[Point placement records]

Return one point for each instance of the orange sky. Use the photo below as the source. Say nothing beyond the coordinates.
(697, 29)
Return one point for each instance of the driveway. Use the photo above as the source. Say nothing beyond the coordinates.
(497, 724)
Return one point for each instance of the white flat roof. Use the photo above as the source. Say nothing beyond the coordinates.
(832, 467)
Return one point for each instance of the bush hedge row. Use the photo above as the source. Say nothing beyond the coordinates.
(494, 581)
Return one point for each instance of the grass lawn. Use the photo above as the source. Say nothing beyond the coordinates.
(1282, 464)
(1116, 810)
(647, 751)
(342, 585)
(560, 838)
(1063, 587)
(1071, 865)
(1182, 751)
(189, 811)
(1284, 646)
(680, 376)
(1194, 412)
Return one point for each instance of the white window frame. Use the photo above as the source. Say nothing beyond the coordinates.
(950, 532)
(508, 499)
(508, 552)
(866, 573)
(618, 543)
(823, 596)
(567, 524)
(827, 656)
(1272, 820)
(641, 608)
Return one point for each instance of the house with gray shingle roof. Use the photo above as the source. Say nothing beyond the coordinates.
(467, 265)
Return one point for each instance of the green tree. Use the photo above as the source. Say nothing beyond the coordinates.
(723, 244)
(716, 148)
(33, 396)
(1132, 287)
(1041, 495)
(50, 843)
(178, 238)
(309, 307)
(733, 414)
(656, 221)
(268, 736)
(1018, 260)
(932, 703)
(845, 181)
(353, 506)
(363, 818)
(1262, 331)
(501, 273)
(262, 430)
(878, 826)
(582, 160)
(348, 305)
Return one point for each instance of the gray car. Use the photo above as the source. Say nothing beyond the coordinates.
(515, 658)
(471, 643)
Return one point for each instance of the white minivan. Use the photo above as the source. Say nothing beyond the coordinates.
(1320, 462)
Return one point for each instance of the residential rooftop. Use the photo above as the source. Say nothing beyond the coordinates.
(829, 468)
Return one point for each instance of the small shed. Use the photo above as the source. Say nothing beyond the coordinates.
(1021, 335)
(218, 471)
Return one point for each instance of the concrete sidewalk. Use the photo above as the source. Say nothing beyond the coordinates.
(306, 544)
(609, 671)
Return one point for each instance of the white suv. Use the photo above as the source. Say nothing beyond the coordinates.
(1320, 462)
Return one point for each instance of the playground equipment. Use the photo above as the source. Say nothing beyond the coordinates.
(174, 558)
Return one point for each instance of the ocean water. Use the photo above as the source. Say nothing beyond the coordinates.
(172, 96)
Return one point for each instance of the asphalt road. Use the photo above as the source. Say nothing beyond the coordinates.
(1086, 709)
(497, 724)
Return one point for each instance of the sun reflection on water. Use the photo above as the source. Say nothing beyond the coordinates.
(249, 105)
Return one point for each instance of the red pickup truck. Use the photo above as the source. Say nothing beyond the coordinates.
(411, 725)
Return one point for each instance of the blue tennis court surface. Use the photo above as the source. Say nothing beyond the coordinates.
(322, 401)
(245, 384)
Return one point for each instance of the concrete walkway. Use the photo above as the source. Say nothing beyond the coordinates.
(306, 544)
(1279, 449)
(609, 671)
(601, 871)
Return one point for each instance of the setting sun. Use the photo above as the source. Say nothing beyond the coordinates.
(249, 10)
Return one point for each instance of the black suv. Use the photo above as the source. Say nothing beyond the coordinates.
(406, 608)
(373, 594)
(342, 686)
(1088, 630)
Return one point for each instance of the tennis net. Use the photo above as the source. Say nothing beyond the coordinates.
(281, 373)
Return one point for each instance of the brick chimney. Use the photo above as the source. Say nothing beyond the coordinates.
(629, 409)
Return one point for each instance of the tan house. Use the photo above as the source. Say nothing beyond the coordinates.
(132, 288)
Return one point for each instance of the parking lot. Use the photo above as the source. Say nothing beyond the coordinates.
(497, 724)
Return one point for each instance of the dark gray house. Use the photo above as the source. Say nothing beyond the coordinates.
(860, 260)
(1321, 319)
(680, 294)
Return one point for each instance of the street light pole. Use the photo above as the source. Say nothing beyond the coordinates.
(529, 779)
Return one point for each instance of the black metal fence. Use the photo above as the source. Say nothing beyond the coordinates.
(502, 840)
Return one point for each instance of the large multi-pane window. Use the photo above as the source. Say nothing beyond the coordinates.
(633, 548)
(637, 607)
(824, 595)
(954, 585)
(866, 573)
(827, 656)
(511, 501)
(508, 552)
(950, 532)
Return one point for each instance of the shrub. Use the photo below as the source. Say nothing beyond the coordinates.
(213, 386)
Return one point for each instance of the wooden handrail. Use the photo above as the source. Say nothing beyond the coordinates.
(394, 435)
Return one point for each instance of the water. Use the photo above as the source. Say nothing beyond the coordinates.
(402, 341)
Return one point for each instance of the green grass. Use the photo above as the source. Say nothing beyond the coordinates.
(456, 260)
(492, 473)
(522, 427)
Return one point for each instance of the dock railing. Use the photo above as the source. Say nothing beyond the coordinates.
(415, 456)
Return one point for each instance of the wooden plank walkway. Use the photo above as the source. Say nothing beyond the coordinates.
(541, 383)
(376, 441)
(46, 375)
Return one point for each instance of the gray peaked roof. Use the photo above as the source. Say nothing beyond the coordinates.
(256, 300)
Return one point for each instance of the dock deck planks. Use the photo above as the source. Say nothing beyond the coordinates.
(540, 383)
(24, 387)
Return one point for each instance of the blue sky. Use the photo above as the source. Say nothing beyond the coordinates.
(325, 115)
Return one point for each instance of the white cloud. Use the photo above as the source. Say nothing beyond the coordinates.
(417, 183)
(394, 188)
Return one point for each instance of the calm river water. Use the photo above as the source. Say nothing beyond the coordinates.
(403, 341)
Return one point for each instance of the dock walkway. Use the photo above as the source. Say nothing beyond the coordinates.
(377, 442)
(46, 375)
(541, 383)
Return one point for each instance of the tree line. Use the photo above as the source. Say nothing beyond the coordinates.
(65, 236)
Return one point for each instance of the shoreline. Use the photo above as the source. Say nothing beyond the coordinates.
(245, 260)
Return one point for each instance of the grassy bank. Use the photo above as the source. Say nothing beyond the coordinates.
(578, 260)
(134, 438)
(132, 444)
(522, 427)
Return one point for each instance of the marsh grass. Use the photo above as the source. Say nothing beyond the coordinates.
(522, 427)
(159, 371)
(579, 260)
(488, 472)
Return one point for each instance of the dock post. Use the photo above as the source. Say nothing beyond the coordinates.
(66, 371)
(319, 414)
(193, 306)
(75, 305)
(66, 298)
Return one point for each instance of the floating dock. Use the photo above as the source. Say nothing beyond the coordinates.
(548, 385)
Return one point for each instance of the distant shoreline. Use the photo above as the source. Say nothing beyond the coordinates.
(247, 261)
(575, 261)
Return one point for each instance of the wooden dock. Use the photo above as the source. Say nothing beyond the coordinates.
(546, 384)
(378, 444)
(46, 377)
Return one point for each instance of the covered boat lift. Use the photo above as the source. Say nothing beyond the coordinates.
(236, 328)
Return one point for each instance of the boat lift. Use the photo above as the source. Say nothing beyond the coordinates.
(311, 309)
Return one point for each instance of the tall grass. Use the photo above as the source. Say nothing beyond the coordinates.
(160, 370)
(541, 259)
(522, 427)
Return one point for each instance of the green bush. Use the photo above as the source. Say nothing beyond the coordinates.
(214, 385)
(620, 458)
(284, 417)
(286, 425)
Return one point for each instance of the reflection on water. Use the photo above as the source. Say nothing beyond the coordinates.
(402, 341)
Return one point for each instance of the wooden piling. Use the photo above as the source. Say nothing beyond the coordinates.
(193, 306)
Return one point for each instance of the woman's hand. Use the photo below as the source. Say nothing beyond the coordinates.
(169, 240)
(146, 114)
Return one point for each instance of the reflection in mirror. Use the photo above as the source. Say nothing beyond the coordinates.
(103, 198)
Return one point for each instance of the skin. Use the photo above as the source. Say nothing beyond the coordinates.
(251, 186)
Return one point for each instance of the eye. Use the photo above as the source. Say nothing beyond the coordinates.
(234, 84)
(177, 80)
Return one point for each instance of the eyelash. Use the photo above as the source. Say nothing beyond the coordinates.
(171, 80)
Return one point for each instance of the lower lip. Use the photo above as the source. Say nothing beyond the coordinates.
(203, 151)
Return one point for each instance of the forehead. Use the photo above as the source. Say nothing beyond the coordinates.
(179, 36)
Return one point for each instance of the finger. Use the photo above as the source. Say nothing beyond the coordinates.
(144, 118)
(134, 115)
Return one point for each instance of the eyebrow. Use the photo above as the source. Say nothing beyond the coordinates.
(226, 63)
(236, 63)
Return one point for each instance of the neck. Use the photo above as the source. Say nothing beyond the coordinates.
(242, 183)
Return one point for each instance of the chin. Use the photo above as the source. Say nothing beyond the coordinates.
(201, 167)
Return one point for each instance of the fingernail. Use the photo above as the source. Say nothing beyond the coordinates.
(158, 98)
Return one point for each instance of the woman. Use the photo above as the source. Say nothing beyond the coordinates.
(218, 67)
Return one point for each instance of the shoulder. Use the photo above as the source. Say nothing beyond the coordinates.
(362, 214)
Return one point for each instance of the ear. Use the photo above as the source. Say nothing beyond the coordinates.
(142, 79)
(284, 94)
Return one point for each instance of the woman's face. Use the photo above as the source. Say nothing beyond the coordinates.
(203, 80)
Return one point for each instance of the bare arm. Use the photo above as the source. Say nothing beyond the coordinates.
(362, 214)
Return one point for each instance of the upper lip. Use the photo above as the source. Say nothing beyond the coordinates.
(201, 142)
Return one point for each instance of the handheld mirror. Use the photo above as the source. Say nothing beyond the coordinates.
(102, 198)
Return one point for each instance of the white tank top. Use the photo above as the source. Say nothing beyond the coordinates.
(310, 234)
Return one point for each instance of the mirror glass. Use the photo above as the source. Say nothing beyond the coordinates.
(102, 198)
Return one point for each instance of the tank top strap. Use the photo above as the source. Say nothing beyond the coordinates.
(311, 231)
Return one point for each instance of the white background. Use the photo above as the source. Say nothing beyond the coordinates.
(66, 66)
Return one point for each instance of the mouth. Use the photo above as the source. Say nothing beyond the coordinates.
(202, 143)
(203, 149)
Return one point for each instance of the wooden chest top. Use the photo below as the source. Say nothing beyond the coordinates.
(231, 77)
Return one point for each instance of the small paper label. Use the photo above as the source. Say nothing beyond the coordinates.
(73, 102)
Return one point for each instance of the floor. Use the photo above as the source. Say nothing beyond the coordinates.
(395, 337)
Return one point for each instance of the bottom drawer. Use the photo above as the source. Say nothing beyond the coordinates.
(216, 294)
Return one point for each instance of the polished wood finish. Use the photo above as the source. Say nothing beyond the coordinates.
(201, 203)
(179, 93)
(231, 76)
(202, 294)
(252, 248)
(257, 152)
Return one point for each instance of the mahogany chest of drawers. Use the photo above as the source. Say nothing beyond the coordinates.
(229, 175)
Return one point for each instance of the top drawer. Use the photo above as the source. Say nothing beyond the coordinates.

SET TASK: Nothing but the lines from the line with "Return one point for each instance of the small paper" to the last line of the listing above should appear; please retype them exactly, both ends included.

OUTPUT:
Return one point for each instance of the small paper label. Use the photo above as the source. Say nothing beyond the coordinates.
(73, 102)
Return one point for each instance of the floor. Use the photo above as the source. Say nothing beyond the coordinates.
(395, 337)
Return one point for each instance of the bottom drawer. Use the photo above as the source. Say nothing beyond the coordinates.
(216, 294)
Return one point for each instance of the polished wood finish. Use the photo above as the source. Say nothing beyond the coordinates.
(201, 203)
(179, 93)
(231, 76)
(202, 294)
(252, 248)
(257, 152)
Return one point for each instance of the mahogany chest of drawers. Use the photo above as the source. Say nothing beyond the coordinates.
(229, 175)
Return one point for each instance of the top drawer. Use the photo above as the source. Say nothing beyond the coordinates.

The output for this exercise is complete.